→ **REQUIRED TASK**
Output each line of the listing below as a numbered list, skipping any blank lines.

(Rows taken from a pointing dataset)
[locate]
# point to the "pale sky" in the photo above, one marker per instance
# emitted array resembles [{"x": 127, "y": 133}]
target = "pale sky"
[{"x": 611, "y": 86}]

→ **TASK OUTPUT**
1. [locate]
2. # point to the "pale sky" in the photo above, one marker per instance
3. # emitted array resembles [{"x": 127, "y": 133}]
4. target = "pale sky"
5. [{"x": 611, "y": 86}]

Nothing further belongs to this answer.